TEXT PASSAGE |
Start of Block
Health trends from the 70s to the present day
We continue to benefit from health trends and our knowledge on what constitutes physical well-being is constantly growing. Over the years, activities like yoga and fitness training have become firmly established in our society – and have evolved even further.
The 70s: nutrition
After World War II, the population begins to eat more. In the 70s, nutrition becomes a publicly discussed topic. The health-conscious look to healthy nutrition and weight-loss diets to reduce the rise in weight problems, high blood pressure and diabetes.
What do we eat today?
Much has happened since the 70s and it’s no longer only a question of counting calories. The focus today lies much more on choosing the right foods and the topic of sustainability.
Awareness: the high sugar and salt levels in sweetened drinks and convenience foods have a damaging effect on our well-being. Secretly, we all know that going without would be the answer. Awareness of which foods are particularly healthy is rising. We're now eating healthy fats in the form of avocados and nutritious superfoods in the form of nuts and berries.
Sustainability: besides the increasing awareness of health factors, the sustainable use of foods is also gaining traction. Those who eat a vegetarian or vegan diet are benefiting themselves and the environment.
The 80s: fitness
In the early 80s, videos of Jane Fonda’s aerobic activities and pictures of Arnold Schwarzenegger’s muscles travel the world. The two stars encourage more exercise and regular training with weights. The body becomes a status symbol that is to be seen and admired.
Who is still doing this to themselves?
Enthusiasm for the six-pack or well-toned triceps has by no means diminished. Proof of this are people’s reactions to footballer Cristiano Ronaldo's torso or the upper arms of former First Lady Michelle Obama.
Establishment of gyms
In the meantime, people have started going to the weight room for the sake of their health rather than for aesthetic reasons. Strength training serves to build up muscles after an accident and correct posture problems. Thanks to the fitness hype, opportunities to exercise here in Switzerland abound too – whether in the city, the agglomeration or the countryside.
The 90s: yoga
It is at the latest with the Beatles that the West becomes interested in these physical exercises from India. In the 90s, Gwyneth Paltrow and Madonna turn yoga into a massively popular form of physical and mental relaxation. Yoga reduces stress, brings balance to the mind and strengthens the immune system.
Yoga came and stayed. Thanks to yoga, we have learned to switch off. Like fitness exercises, yoga can be practised almost anywhere: alone at home, in a group course with other yogis, or at a yoga retreat in the mountains.
For young and old: yoga is adaptable
Anyone can do yoga – irrespective of how flexible their body is. The range of differing styles of yoga is wide: hatha yoga, vinyasa yoga, power yoga, etc. In theory, only a minimum of equipment is needed for yoga. Today, however, we're spoilt for choice with attractive mats, functional yoga clothing and sustainable water bottles.
The 00s: wearables
The mid-noughties sees the arrival of wearables like fitness trackers and smartwatches. Worn on the wrist or carried in a pocket, the little gadgets show the user’s daily step count or heart rate.
End of Block
COLLECTED DATA |
Start of Block
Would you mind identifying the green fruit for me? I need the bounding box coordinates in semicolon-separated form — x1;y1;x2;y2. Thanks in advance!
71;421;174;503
End of Block
EXERCISE | In the text on health trends, which two stars made yoga a massively popular form of physical and mental relaxation in the 90s?

EXPECTED ANSWER | Gwyneth Paltrow and Madonna.